**What the exercise asks**: Give only the lines from the one containing "Could you point out the cluster" through the end of the material below, exactly as written.
Entries start
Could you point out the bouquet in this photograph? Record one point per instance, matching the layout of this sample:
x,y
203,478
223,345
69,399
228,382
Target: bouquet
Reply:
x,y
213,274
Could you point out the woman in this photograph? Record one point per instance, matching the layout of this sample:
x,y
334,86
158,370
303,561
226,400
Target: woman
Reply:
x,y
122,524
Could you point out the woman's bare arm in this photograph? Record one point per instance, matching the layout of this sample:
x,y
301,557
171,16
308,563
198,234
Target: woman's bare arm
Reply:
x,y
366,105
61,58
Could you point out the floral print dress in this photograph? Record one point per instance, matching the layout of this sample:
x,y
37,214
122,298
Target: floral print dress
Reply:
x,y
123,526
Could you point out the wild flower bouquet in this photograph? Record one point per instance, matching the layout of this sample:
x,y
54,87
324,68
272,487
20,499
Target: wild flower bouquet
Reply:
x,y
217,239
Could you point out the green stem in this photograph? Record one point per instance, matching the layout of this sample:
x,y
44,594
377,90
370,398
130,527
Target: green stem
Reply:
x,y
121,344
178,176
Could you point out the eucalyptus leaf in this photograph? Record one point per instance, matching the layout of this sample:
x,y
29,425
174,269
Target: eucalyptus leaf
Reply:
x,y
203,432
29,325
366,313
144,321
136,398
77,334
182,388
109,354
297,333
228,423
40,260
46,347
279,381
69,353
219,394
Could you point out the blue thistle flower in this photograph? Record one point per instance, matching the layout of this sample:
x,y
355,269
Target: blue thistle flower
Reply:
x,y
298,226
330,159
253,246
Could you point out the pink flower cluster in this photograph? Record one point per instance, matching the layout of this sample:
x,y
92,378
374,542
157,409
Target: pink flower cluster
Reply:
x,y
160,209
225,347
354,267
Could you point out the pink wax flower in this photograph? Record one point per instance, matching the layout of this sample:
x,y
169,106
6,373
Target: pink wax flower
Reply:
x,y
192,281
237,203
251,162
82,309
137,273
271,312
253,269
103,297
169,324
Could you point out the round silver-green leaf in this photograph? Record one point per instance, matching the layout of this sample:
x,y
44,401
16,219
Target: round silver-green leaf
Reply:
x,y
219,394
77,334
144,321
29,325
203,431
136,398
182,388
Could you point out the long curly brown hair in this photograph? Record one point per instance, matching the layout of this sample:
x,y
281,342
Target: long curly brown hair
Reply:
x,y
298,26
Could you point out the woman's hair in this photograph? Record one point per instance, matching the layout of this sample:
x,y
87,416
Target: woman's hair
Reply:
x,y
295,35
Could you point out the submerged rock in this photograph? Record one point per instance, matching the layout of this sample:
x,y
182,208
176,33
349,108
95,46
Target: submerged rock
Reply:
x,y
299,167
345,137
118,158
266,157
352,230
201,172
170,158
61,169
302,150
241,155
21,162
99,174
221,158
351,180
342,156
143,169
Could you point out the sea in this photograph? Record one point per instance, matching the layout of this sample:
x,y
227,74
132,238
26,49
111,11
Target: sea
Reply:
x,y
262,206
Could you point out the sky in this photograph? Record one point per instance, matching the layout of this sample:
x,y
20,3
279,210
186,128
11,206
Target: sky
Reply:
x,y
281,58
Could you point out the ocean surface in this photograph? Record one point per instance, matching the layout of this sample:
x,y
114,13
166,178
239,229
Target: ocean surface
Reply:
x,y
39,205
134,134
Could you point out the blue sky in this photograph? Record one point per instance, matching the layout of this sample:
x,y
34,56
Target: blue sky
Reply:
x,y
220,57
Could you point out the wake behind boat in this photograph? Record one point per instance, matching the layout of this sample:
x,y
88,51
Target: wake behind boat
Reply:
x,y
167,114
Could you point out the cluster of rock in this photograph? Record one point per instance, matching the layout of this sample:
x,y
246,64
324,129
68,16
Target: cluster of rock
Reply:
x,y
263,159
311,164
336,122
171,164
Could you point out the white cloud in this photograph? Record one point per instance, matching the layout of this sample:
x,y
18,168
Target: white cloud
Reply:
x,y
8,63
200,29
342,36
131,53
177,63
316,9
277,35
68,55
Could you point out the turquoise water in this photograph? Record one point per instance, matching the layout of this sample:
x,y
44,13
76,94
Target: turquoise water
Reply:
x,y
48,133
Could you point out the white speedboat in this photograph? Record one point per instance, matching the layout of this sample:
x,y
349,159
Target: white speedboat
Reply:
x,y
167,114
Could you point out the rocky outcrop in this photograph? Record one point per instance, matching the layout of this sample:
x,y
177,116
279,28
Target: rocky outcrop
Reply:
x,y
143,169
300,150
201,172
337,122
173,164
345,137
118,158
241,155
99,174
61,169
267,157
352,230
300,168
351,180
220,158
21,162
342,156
Entries end
**Task answer**:
Could you point out the cluster of rock in this photograph? Record one point per instance, matching the layout of this sample:
x,y
246,64
324,129
68,16
Target: cluster of rock
Reply:
x,y
263,159
311,164
336,122
171,164
Could you point out the white cloud in this photograph? Record one point per instance, matching the layout of this sample:
x,y
18,168
Target: white cloud
Reply:
x,y
8,63
200,29
342,36
131,53
177,63
316,9
277,35
68,55
Could you point out the turquoise water in this photograph? Record one point per instance, matching the layout of this sample:
x,y
44,13
76,94
Target: turquoise water
Reply:
x,y
48,133
Could you point out the white speedboat in this photograph? Record one point per instance, matching the layout of this sample:
x,y
349,159
Target: white speedboat
Reply:
x,y
167,114
Could you point out the rocky outcrop in this photograph? Record one point per instance, matching the layout of this sample:
x,y
177,116
279,28
Target: rocky outcrop
Reply:
x,y
143,169
300,150
201,172
337,122
173,164
345,137
118,158
241,155
99,174
61,169
267,157
352,230
300,168
351,180
220,158
21,162
342,156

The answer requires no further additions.